Excerpts from a dataset on pointing to objects
►
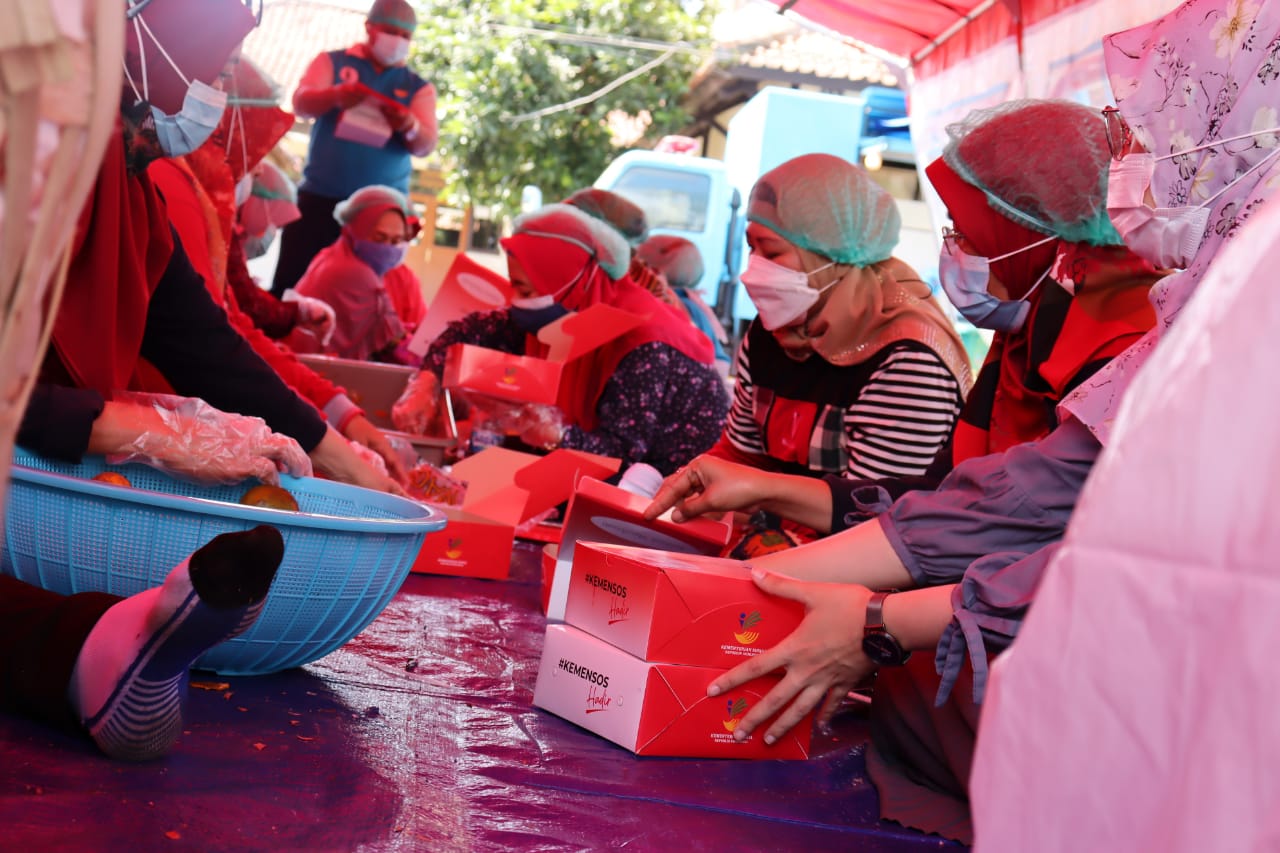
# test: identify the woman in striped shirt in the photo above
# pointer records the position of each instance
(850, 368)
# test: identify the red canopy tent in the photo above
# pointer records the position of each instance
(929, 35)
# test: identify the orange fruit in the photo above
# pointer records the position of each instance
(270, 496)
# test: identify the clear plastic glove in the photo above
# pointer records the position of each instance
(370, 457)
(419, 405)
(190, 438)
(315, 315)
(338, 459)
(540, 425)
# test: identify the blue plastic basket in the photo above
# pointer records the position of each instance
(346, 551)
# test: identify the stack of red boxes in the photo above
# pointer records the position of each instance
(645, 633)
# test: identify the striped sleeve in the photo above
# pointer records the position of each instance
(903, 416)
(743, 432)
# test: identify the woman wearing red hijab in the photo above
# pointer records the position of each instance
(378, 300)
(656, 396)
(1061, 293)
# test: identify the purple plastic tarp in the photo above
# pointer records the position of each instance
(420, 734)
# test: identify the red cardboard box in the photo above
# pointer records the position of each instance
(552, 381)
(467, 287)
(603, 512)
(652, 708)
(504, 488)
(675, 609)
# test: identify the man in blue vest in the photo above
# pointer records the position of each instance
(356, 96)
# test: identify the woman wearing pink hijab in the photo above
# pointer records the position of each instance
(956, 570)
(1139, 708)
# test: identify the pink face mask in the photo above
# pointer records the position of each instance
(1168, 237)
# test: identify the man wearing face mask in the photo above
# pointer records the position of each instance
(371, 72)
(376, 299)
(135, 313)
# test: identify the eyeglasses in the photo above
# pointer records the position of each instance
(1119, 135)
(954, 240)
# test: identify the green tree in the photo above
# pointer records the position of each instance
(496, 60)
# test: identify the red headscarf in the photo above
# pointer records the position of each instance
(122, 247)
(1031, 377)
(552, 264)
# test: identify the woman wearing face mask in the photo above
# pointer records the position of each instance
(133, 309)
(370, 73)
(851, 368)
(376, 299)
(1033, 258)
(969, 559)
(654, 397)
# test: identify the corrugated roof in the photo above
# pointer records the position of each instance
(295, 31)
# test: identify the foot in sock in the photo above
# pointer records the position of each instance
(131, 675)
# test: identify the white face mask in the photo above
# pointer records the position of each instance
(534, 302)
(388, 49)
(1168, 237)
(965, 277)
(781, 295)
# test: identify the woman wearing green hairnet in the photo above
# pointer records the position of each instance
(850, 369)
(1031, 255)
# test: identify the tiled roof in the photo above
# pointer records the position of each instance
(295, 31)
(813, 53)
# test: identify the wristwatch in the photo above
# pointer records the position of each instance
(878, 644)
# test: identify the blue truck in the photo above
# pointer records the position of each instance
(703, 199)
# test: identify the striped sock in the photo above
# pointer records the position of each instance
(131, 675)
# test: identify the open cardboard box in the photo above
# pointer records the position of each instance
(572, 343)
(675, 609)
(504, 488)
(375, 387)
(652, 708)
(607, 514)
(467, 287)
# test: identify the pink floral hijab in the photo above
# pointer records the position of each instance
(1207, 71)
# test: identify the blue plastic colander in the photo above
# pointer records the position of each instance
(346, 551)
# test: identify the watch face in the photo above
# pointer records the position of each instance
(883, 649)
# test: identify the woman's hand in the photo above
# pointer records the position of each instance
(713, 484)
(361, 430)
(192, 439)
(709, 484)
(822, 658)
(338, 460)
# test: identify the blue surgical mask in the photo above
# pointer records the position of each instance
(382, 258)
(201, 106)
(965, 278)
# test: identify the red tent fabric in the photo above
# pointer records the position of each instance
(910, 28)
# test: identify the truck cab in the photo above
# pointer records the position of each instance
(686, 196)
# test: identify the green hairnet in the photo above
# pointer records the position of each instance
(565, 222)
(393, 13)
(830, 206)
(676, 258)
(1041, 163)
(370, 196)
(613, 209)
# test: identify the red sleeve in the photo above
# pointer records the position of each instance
(725, 448)
(310, 386)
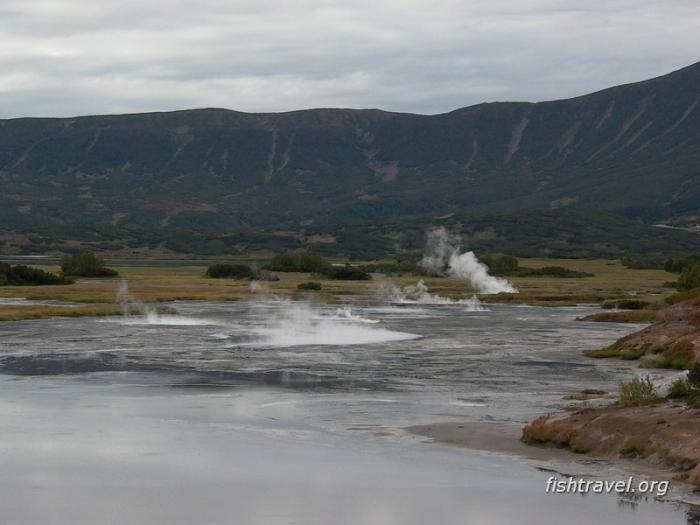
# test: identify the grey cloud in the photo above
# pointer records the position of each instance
(68, 57)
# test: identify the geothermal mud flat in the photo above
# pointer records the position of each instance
(276, 412)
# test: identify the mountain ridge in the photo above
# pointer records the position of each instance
(630, 150)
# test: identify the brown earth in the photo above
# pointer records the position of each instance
(665, 436)
(673, 341)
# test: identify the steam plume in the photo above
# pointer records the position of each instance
(442, 257)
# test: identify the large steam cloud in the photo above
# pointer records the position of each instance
(442, 257)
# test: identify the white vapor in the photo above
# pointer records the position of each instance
(442, 257)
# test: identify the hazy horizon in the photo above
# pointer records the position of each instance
(64, 58)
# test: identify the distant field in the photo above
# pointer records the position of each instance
(156, 284)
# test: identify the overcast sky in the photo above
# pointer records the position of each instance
(73, 57)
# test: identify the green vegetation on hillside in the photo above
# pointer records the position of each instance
(85, 264)
(229, 271)
(311, 263)
(501, 264)
(581, 181)
(689, 278)
(21, 275)
(678, 264)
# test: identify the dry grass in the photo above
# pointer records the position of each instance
(159, 284)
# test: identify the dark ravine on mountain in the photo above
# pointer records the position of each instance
(608, 165)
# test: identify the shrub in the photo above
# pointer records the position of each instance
(21, 275)
(399, 267)
(311, 286)
(85, 264)
(229, 271)
(690, 277)
(267, 277)
(643, 263)
(678, 264)
(638, 392)
(626, 304)
(347, 273)
(298, 262)
(679, 388)
(694, 376)
(499, 263)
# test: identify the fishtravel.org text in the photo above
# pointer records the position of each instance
(585, 486)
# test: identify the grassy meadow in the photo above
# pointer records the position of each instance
(153, 284)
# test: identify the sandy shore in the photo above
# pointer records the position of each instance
(506, 439)
(493, 437)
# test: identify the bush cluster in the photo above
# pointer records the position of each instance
(310, 286)
(687, 388)
(85, 264)
(229, 271)
(678, 264)
(638, 392)
(689, 277)
(308, 262)
(21, 275)
(305, 262)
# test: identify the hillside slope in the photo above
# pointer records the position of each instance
(632, 150)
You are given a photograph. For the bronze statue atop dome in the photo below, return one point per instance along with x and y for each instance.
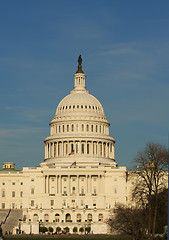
(79, 70)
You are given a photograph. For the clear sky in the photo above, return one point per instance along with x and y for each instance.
(125, 49)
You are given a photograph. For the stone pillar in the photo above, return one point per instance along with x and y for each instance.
(102, 149)
(91, 148)
(97, 149)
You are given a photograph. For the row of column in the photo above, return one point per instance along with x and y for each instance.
(88, 148)
(56, 184)
(92, 128)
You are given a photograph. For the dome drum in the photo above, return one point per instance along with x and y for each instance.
(79, 128)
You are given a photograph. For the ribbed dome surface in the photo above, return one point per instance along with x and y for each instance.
(80, 101)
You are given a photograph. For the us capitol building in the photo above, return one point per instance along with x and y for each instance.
(79, 180)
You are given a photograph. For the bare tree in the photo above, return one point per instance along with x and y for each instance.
(150, 179)
(129, 220)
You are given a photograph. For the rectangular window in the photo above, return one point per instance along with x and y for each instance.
(13, 194)
(82, 148)
(88, 148)
(66, 148)
(52, 202)
(3, 193)
(72, 148)
(32, 203)
(3, 205)
(77, 147)
(32, 190)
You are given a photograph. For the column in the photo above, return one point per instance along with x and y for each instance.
(102, 149)
(58, 185)
(45, 183)
(78, 184)
(69, 185)
(61, 184)
(91, 148)
(85, 148)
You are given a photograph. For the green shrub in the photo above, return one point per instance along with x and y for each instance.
(87, 229)
(50, 229)
(43, 229)
(81, 229)
(75, 229)
(58, 229)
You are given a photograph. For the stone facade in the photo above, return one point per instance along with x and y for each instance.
(79, 180)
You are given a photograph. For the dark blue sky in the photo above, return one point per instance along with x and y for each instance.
(125, 51)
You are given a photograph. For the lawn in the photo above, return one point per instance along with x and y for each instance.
(70, 237)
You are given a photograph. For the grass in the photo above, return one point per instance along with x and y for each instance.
(66, 237)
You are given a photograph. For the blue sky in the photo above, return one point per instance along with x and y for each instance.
(125, 51)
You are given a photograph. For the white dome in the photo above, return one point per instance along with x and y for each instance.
(78, 101)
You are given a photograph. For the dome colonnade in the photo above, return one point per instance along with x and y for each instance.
(79, 127)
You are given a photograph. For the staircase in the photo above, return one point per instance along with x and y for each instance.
(12, 220)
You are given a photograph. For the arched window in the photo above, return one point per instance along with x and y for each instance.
(57, 217)
(32, 190)
(59, 148)
(3, 192)
(35, 217)
(100, 217)
(89, 217)
(77, 147)
(82, 191)
(68, 217)
(100, 149)
(55, 149)
(88, 147)
(46, 218)
(104, 149)
(78, 217)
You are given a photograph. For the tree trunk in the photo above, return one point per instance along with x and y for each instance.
(155, 216)
(149, 222)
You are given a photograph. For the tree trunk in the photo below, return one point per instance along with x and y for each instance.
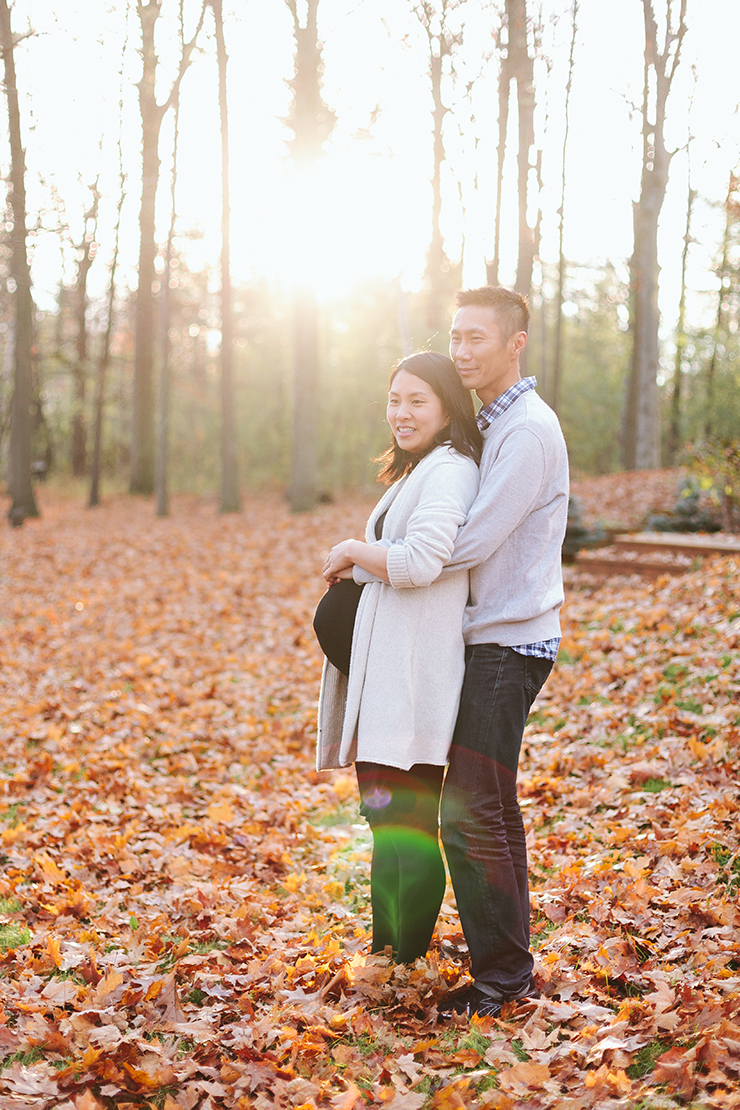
(720, 318)
(105, 352)
(521, 69)
(85, 256)
(504, 83)
(675, 430)
(434, 19)
(19, 470)
(152, 113)
(230, 501)
(557, 355)
(641, 433)
(312, 122)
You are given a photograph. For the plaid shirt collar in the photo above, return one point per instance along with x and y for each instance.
(497, 407)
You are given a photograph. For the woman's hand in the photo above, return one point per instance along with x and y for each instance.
(340, 562)
(347, 573)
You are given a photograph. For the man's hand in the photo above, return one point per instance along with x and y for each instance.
(338, 562)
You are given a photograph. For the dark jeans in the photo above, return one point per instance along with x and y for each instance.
(407, 876)
(482, 827)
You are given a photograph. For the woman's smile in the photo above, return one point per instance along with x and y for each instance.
(415, 413)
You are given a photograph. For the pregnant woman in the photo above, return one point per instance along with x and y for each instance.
(392, 683)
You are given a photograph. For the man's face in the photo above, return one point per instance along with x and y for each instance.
(483, 361)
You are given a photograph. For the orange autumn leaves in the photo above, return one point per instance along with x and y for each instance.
(183, 901)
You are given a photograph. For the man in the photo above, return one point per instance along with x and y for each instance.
(510, 543)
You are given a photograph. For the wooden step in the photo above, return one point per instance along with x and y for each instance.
(685, 543)
(602, 563)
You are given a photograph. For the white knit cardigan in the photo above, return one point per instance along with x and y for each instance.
(399, 704)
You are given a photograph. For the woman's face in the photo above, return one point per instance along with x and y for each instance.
(415, 413)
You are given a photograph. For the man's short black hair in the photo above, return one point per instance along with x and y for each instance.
(512, 309)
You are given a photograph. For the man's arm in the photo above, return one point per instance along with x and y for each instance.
(508, 493)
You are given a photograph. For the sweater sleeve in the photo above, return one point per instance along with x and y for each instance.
(446, 494)
(508, 493)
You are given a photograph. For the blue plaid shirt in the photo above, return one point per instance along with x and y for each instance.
(544, 648)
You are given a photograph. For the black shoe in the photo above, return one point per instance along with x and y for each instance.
(470, 1000)
(467, 1001)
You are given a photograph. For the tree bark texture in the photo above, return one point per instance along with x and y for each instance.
(230, 501)
(521, 70)
(504, 83)
(312, 122)
(19, 470)
(442, 41)
(87, 251)
(152, 113)
(720, 319)
(641, 432)
(557, 354)
(675, 430)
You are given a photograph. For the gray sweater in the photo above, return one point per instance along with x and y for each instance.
(512, 538)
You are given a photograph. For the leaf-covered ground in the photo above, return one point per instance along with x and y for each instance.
(183, 900)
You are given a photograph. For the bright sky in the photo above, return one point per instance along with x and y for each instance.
(372, 193)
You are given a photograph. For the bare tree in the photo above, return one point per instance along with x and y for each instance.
(312, 122)
(442, 40)
(152, 113)
(85, 255)
(521, 71)
(725, 274)
(104, 357)
(229, 472)
(504, 86)
(557, 354)
(162, 444)
(640, 426)
(675, 429)
(20, 484)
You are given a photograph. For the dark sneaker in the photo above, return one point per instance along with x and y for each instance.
(470, 1000)
(467, 1001)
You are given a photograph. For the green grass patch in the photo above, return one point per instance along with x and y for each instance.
(26, 1059)
(13, 936)
(729, 867)
(519, 1050)
(690, 705)
(645, 1059)
(543, 932)
(656, 785)
(476, 1042)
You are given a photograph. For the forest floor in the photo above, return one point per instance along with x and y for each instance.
(183, 900)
◄
* DIRECTIONS *
Extract and reproduce verbatim the lines between the line containing "# test: identify the man in" and the line containing "(1139, 708)", inclusive.

* RESPONSE TO THIS EXERCISE *
# test: identify the man in blue vest in the photo above
# pointer records the position of each instance
(356, 96)
# test: identify the woman wearing pink hijab in the photo above
# pointer records the position of each instance
(956, 570)
(1139, 708)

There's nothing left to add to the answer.